Could you copy out the data below, swapping every "Spot" for "Locate" and leaving everything else unchanged?

*Given data*.
☆ ☆ ☆ ☆
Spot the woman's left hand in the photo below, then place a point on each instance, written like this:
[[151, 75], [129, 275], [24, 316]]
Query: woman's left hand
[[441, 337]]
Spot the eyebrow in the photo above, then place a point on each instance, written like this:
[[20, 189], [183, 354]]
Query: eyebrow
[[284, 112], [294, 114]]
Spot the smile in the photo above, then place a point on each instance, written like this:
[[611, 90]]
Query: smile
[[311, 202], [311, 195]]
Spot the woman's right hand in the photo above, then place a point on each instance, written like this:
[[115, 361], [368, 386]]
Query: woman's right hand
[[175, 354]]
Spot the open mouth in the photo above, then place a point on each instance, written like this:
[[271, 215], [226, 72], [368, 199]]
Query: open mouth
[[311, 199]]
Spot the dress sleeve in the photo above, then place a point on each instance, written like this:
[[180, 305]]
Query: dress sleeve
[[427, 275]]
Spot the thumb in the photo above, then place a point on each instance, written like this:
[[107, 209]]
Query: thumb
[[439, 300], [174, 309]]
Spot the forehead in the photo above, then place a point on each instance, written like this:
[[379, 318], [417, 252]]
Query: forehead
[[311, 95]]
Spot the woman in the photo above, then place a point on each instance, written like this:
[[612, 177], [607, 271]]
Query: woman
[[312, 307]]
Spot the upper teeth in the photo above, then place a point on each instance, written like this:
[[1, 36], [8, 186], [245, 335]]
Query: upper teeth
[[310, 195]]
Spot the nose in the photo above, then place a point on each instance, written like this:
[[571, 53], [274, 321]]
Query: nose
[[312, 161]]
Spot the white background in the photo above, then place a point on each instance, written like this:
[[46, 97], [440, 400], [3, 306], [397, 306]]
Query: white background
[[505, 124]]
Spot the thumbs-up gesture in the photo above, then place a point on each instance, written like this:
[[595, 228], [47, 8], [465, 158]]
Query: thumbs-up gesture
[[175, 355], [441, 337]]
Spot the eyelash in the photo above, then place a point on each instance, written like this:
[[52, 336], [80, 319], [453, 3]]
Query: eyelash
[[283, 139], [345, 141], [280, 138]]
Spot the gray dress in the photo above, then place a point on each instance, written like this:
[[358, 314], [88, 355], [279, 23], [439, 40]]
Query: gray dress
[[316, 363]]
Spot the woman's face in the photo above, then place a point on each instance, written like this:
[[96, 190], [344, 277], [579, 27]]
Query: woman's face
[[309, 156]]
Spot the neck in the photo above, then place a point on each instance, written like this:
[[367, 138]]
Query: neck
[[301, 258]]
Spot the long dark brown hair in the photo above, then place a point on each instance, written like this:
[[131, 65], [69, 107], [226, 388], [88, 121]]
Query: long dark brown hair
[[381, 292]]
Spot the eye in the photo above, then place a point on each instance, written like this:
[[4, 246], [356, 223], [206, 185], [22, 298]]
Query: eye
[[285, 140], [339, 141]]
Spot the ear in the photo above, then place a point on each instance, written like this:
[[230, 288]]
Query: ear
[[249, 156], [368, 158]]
☆ ☆ ☆ ☆
*Exercise response*.
Locate the woman's left hand in the photo below, then place a point on each instance, written like this:
[[151, 75], [129, 275], [24, 316]]
Query: woman's left hand
[[441, 337]]
Locate the eyebrow in the photo above, then place a point on each instance, written like this:
[[20, 189], [183, 354]]
Query: eyebrow
[[284, 112], [294, 114]]
Locate the smile in the photo above, then place a point on each instance, written like this:
[[611, 90]]
Query: smile
[[311, 202], [311, 195]]
Locate the woman's right hand in the photo above, then place a point on each instance, written like this:
[[115, 361], [368, 386]]
Query: woman's right hand
[[175, 354]]
Locate the open mouth in the photo above, then place a point on each instance, written like this:
[[271, 215], [226, 72], [368, 199]]
Query: open mouth
[[311, 199]]
Locate the dress sleeve in the photo above, then place a point on each instance, written like this:
[[180, 305]]
Query: dress sleeve
[[427, 275]]
Locate the thumb in the photo above, then place a point on each instance, written like this:
[[107, 209]]
Query: thumb
[[439, 300], [174, 309]]
Locate the forehead in the photo above, then place a point on each instance, written like this:
[[379, 318], [417, 252]]
Query: forehead
[[311, 95]]
Locate the woman in the photo above, then place a point on each instance, written like this:
[[612, 177], [607, 271]]
Query: woman
[[312, 307]]
Locate the upper teeth in the photo above, then place a point on each instance, written like this:
[[1, 36], [8, 186], [245, 335]]
Query: upper teeth
[[310, 195]]
Locate the nose in the photo above, then place a point on each instance, written like this:
[[571, 53], [274, 321]]
Query: nose
[[312, 161]]
Locate the white background in the photo above, then place a point on each instance, written like this:
[[46, 97], [440, 400], [3, 306], [397, 306]]
Query: white background
[[505, 124]]
Locate the thumbs-up gesture in the photo above, then place a point on each instance, written like this:
[[595, 228], [47, 8], [465, 158]]
Query: thumbs-up gesture
[[175, 355], [441, 337]]
Locate the eyelash in the photo above, then place a point on each instance, written like this:
[[52, 336], [80, 319], [453, 3]]
Query: eyelash
[[283, 139], [345, 141], [280, 138]]
Locate the gray dress in the photo above, then place a point on each instance, written like this:
[[358, 314], [88, 355], [279, 23], [439, 40]]
Query: gray dress
[[316, 363]]
Locate the woman's face in the photo above, then place a point on each instance, written like this:
[[96, 190], [344, 277], [579, 27]]
Query: woman's face
[[309, 156]]
Locate the neck in the photo above, then place a point on each instance, written like this:
[[367, 138]]
Query: neck
[[301, 258]]
Locate the long dark brown hair in the photo above, then place a point on each instance, written like this:
[[131, 65], [69, 107], [226, 388], [88, 121]]
Query: long dark brown hair
[[381, 292]]
Locate the eye in the photo above, then place a point on each instance, written like this:
[[4, 246], [356, 223], [206, 185], [22, 298]]
Query: eye
[[285, 140], [339, 141]]
Locate the ear in the photo above, then place a point on each instance, written like this:
[[230, 288]]
Query: ear
[[249, 156], [368, 158]]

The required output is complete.